Search the entries below for the line containing "Target: ridge of roof"; from there to the end, return every line exactly and add nothing.

Stored records
Segment Open

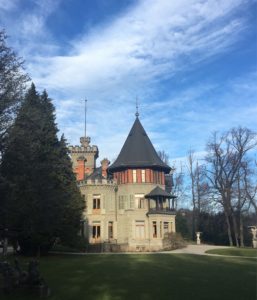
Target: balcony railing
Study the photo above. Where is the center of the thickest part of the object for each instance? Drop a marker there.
(164, 211)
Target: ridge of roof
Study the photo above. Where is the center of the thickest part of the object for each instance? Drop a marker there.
(158, 191)
(138, 151)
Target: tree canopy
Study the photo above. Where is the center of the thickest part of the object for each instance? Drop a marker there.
(42, 201)
(13, 81)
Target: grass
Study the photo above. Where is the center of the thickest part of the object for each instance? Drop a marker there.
(146, 277)
(244, 252)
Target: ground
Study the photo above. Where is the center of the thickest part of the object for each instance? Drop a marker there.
(147, 277)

Segment Closed

### Exercise response
Target: ridge of roof
Study the photo above. Where is the center of the thickest part of the object for each instance? Drop a marker there.
(158, 191)
(138, 151)
Target: tree canopy
Study the photo above. Where is the center of the thickest part of the object for each instance? Drop a marker there.
(42, 201)
(13, 81)
Target: grass
Study the photo above. Where is the center of the thickest part of the object for each instance? Drop a marker there.
(146, 277)
(244, 252)
Target: ground
Study the photo above. Where is the center of the thickest part of the object for each instance? Drop a marker there.
(147, 277)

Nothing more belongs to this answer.